» CONSIGNE A: D’après l’extrait sur Marettimo, pourquoi l’île porte-t-elle le surnom de « Dolomites des mers » ? Répondez en une à trois phrases.
» CONSIGNE B:
Pour chacune des affirmations suivantes, indiquez si l’extrait sur Marettimo la confirme, en répondant par oui ou par non et en citant les mots décisifs du texte.
(i) Marettimo est sortie de la mer avant les autres îles de l’archipel.
(ii) La forteresse de la presqu’île de la Troia a été bâtie par les Romains.
(iii) Les criques de la partie vierge de l’île peuvent être atteintes à pied.
» CONSIGNE C: Prolongez l’extrait sur Marettimo en reprenant juste après sa dernière phrase.

» EXTRAIT DU DOCUMENT:
Ce gros rocher qui culmine à 680 mètres a jailli de la mer quelques milliers d’années avant les autres îles de l’archipel. Les populations anciennes l’avaient baptisée Hierà Nésos, île sacrée en grec. De fait, Marettimo dégage une aura particulière. Elle est à la fois mystérieuse, impressionnante, voire intimidante. Son relief escarpé, fait de montagnes gris perle et de falaises calcaires qui tombent à pic dans le grand bleu, lui vaut le surnom de Dolomites des mers.
À peine avez vous posé le pied sur le port que des marins vous proposent de faire un tour en bateau, pour découvrir quelquesunes des nombreuses grottes de l’île. La balade en vaut la peine. La grotte del Cammello, par exemple, donne à voir un spectacle simple et pourtant étourdissant de beauté, lorsque les rayons de soleil percent la surface de l’eau et se reflètent en ondulant sur les parois de la grotte.
Une fois passée la presqu’île de la Troia, où se dresse une petite forteresse édifiée par les Normands au xiie siècle, on découvre une partie de l’île complètement vierge, avec une succession de criques accessibles seulement par la mer. Toujours très claire, l’eau passe du bleu profond au vert émeraude, du turquoise au saphir, rendant les baignades inoubliables. L’île compte par ailleurs une vingtaine de sites de plongée, faits de champs de posidonie et de canyons, où vit une importante faune marine.
Pendant des années, les eaux de Marettimo furent poissonneuses, et les pêcheurs de l’île étaient connus comme les plus habiles de la Méditerranée. Puis, au début du xxe siècle, les bateaux rentrèrent avec des cargaisons de plus en plus légères et les marins eurent du mal à gagner leur vie.

» DONNÉES FOURNIES:
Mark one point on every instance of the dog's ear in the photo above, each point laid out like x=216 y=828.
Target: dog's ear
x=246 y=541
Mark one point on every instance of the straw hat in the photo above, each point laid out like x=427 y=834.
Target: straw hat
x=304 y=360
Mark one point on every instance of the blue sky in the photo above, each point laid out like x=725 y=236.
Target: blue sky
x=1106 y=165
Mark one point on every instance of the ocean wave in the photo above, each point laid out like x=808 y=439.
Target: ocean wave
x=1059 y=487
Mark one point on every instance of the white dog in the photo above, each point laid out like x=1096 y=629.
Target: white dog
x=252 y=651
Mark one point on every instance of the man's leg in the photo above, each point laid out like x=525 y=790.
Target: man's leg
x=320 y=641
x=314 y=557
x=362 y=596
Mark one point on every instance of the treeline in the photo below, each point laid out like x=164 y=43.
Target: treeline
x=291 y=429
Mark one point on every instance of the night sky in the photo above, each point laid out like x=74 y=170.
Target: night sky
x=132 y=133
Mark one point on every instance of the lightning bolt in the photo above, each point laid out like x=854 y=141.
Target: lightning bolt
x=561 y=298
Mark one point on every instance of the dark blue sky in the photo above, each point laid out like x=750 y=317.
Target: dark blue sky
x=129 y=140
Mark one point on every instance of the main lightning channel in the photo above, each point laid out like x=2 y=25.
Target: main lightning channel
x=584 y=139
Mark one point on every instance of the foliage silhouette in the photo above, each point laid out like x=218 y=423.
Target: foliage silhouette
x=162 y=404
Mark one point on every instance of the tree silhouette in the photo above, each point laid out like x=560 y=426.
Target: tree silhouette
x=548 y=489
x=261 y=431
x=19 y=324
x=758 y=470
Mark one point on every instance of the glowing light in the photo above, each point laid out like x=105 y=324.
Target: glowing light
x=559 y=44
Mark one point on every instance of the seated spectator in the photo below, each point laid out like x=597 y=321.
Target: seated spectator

» RÉPONSE A: L’île doit ce surnom à son relief escarpé, fait de montagnes gris perle et de falaises calcaires qui tombent à pic dans le grand bleu.

» RÉPONSE B:
(i) Oui : « a jailli de la mer quelques milliers d’années avant les autres îles de l’archipel ».
(ii) Non : « une petite forteresse édifiée par les Normands au xiie siècle ».
(iii) Non : « une succession de criques accessibles seulement par la mer ».

» RÉPONSE C:
Au point de partir travailler à 9 000 kilomètres de l’île, pour pêcher le saumon en Alaska pendant deux mois, puis le thon et le calamar géant à Monterey, en Californie. « Aujourd’hui encore, presque tout le monde à Marettimo a des connaissances à Monterey », raconte Vito Vaccaro, qui s’occupe bénévolement du musée de la Mer, à deux pas du vieux port.
Si la mer occupe une place centrale à Marettimo, l’île réserve aussi de superbes balades à pied. On retiendra notamment le sentier qui conduit au sommet de l’île, le mont Falcone, et redescend à travers la pinède et les bosquets de romarin jusqu’aux case romane et la jolie chapelle byzantine construite au XIème siècle.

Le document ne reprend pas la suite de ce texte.